─── Supplied passage ───
Neuropsychological test

The Tower of London test is a test used in applied clinical neuropsychology for the assessment of executive functioning specifically to detect deficits in planning, which may occur due to a variety of medical and neuropsychiatric conditions. It is related to the classic problem-solving puzzle known as the Tower of Hanoi.

The test was developed by the psychologist Tim Shallice.

==Test==
The test consists of two boards with pegs and several beads with different colors. The examiner (usually a clinical psychologist or a neuropsychologist) presents the examinee with problem-solving tasks: one board shows the goal arrangement of beads, and the other board is given to the examinee with the beads in a different configuration. By moving beads from one peg to another, the examinee must alter the second board to match the first - a task that requires a degree of thinking ahead.

One common use of the test is for diagnosis of executive impairment. The performance of the examinee is compared to representative samples of individuals of the same age to derive hypotheses about the person's executive cognitive ability, especially as it may relate to brain damage. A certain degree of controversy surrounds the test's construct validity.
─── Recorded data ───
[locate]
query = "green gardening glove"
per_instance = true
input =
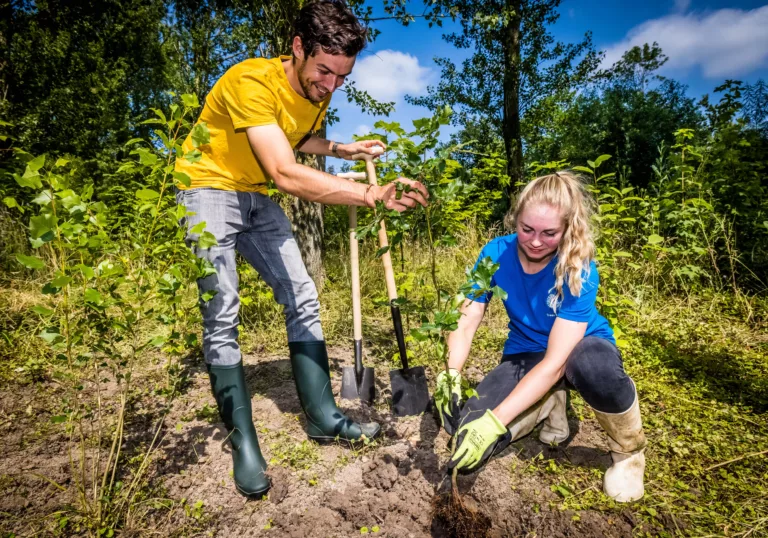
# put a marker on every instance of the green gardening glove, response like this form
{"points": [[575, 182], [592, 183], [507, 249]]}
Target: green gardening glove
{"points": [[448, 399], [475, 442]]}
───
### Instructions
1. According to the passage on the Tower of London test, who developed the test?
2. Output the stretch of the Tower of London passage from "The test was" through "of thinking ahead.", copied word for word.
3. Write the next part of the Tower of London passage, picking up after its final sentence.

### Answer list
1. The psychologist Tim Shallice.

2.
The test was developed by the psychologist Tim Shallice.

==Test==
The test consists of two boards with pegs and several beads with different colors. The examiner (usually a clinical psychologist or a neuropsychologist) presents the examinee with problem-solving tasks: one board shows the goal arrangement of beads, and the other board is given to the examinee with the beads in a different configuration. By moving beads from one peg to another, the examinee must alter the second board to match the first - a task that requires a degree of thinking ahead.

3.
==Variants==
Several variants of the test exist. Shallice's original test used three beads and pegs with different heights, although later researchers have generalized this to more beads without a peg height restriction. Versions of the test are available from a number of sources, including a stand-alone test by William Culbertson and Eric Zillmer (published by Drexel University) and a child/adolescent version that is part of the original NEPSY neuropsychological battery of tests by Marit Korkman, Ursula Kirk, and Sally Kemp (although removed from the second edition). A computerised variant, known as the Stockings of Cambridge test, is available as part of the Cambridge Neuropsychological Test Automated Battery (CANTAB).